1. Alan - April 1, 2009

I initially thought it was appropriate that Chemistry.com would promote marriage…after all, it’s a dating site. But then I realized that one can promote relationships without necessarily promoting marriage or falling into matrimania. Though obviously they’re going to promote relationships, as that’s their business.

Haven’t read “Against Love”, may have to when I have time.

Lauri - April 1, 2009

Alan, your post made me think of this: if it’s about business, why would these dating sites want to promote marriage/commitment? Don’t they do more business the more people break-up?

It reminds me of those gum commercials where they say the company is going out of business because the flavor lasts so long.

2. Lauri - April 1, 2009

Interesting, Chemistry.com pits itself against eHarmony as being a more open and progressive alternative. I think that’s why I was so surprised to see these commercials- everyone knows eHarmony is the site for people who just want to get married at all costs, but Chemistry originally advertised itself as being the anti-eHarmony.

WRT the “work” issue- I think it is a completely made up by coupled people to make it seem like they are doing something challenging or accomplishing something. It’s a way to make marriage or coupledom seem more worthy of tax benefits and presents and whatnot and more important. Like, they are doing all this “work” for the good of society or something. Like it’s not all fun and games, in fact it’s akin to Doctors Without Borders and Greenpeace.

L, I am with you, I don’t see the point in “working” for a relationship and never have. If it feels like work, why not just be alone? I think guys I’ve dated have actually been put-off by my lack of drama. I see friends “struggling” with “challenges” in their relationships, and none of it seems like a big deal to me in the least.

------

REQUEST 1: Reproduce the stretch of the comment thread on dating sites from "I initially thought" through "lasts so long.".
REQUEST 2: In the comment thread on dating sites, which site does Lauri say Chemistry.com originally advertised itself as the opposite of?
REQUEST 3: Continue the comment thread on dating sites from its last sentence.
The records have no connection to the comment thread on dating sites.

------

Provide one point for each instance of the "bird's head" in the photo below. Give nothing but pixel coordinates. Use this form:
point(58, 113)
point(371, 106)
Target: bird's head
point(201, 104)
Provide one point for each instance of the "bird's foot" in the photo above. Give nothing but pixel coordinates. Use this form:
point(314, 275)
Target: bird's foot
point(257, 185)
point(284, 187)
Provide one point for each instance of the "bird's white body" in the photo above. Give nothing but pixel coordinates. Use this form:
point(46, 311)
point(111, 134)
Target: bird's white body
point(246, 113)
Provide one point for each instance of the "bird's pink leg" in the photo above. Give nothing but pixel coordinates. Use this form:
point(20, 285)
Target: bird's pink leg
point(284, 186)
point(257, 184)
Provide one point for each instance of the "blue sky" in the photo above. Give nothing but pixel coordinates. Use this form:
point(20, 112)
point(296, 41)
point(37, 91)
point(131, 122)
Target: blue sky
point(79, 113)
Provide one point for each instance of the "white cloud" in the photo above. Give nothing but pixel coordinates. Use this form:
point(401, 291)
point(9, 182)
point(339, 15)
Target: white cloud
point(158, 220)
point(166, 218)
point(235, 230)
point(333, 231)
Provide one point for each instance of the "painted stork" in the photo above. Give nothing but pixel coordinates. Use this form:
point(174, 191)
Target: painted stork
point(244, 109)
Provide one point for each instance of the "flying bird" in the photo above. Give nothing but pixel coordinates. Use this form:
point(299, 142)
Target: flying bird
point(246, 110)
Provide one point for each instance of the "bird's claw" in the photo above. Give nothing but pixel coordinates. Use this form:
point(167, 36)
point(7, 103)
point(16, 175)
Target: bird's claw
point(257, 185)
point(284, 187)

------

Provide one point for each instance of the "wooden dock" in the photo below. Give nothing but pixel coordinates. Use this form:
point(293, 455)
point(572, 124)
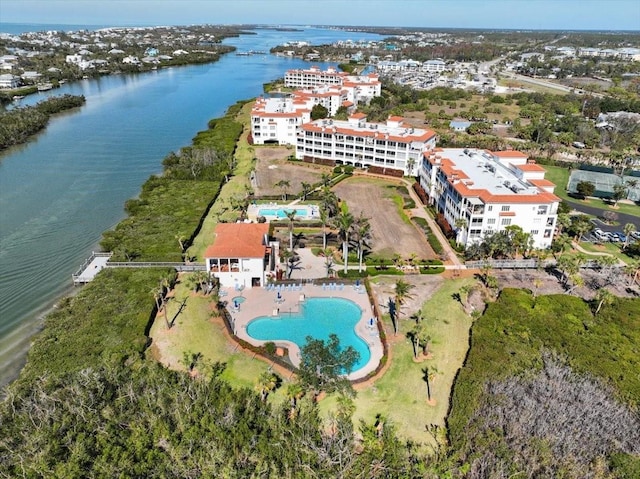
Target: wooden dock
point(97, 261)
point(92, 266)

------

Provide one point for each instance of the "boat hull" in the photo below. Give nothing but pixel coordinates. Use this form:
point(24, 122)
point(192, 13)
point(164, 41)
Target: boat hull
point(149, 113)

------

EXERCISE ANSWER 1:
I initially thought it was appropriate that Chemistry.com would promote marriage…after all, it’s a dating site. But then I realized that one can promote relationships without necessarily promoting marriage or falling into matrimania. Though obviously they’re going to promote relationships, as that’s their business.

Haven’t read “Against Love”, may have to when I have time.

Lauri - April 1, 2009

Alan, your post made me think of this: if it’s about business, why would these dating sites want to promote marriage/commitment? Don’t they do more business the more people break-up?

It reminds me of those gum commercials where they say the company is going out of business because the flavor lasts so long.

EXERCISE ANSWER 2: eHarmony.

EXERCISE ANSWER 3:
What is interesting is that no one ever talks about maintaining friendships as work, and that’s FAR more work than maintaining a romantic relationship. People say that you can choose your friends as opposed to your family, but you also have far more choice regarding your romantic partner than you do with your friends, especially after a certain amount of years when friends become more like family. I have some friends that I can only really describe as “difficult.” But when they’re being difficult I just kind of ignore it, it will pass eventually. No one ever talks about “working” to maintain friendships, they figure if it gets bad enough they’ll just cut it off. Why not apply all the same strategies to coupledom? I don’t know, I clearly will never understand the whole thing.

Alan - April 1, 2009

I wonder if some people are simply more interested in relationships, and thus find working on them a challenge, instead of pointless drudgery. Just like some people find needlepoint or rock-climbing worth the effort, while others don’t.

onely - April 2, 2009

Alan, I’m *this close* to buying your theory. It’s a very generous one. But… needlepoint and rock-climbing fanatics (in facebook it’d be “fans”) are usually considered subgroups of people with “special” interests. In the case of relationships, our culture demands that bookstores provide us with whole cases of books on the subject and demeans anyone who dares to ask about the joys of being single or who doesn’t want to “work” at a relationship. If you’re happy being single, you just might be … lazy! That’s not a sub-group’s motto — it’s an entire culture.

Lauri — good point on the difficulty of maintaining friendships… I have lived in five different cities in the last 12 years and thus have friends all over the place (including Christina!). It’s a real challenge to maintain those friendships. Often it’s just easier to let them fizzle out. But that always feels kind of sad. And our culture doesn’t explicitly acknowledge that sadness.

— L

Stephen Patrick Morrissey (not really) - September 7, 2009

It sounds like these people are doing what these ‘vows’ used to be called back in the day — SETTLING for what they can get. Come on, everybody needs to lower their standards, right?

3. Rachel’s Musings » Singlism Promoted in Pop Culture - April 2, 2009

[…] time to take note of these, though. Onley has been posting critiques of pop culture here and here, for example. These are examples from songs and commercials. Let me add one from a […]

4. Special K - April 5, 2009

I agree a bit with Alan…I think that it definitely is a personality feature how much you are willing to “endure” in a relationship. I guess that is what you are getting at how much work am I willing to live with? Everything is work…even preparing breakfast, oh God I love my granola…expends energy, thus being “work” but that work has a payoff that motivates me to invest in going to my kitchen.
I believe all relationships is a cost/withdrawal balance. It does take work. I am willing to live with a washer and dryer downstairs. For some people, sharing and lugging their jeans it “too much” and they buy their own. The same is true for romance or even friendship.
My idea? the less you like someone, the less you are willing to work.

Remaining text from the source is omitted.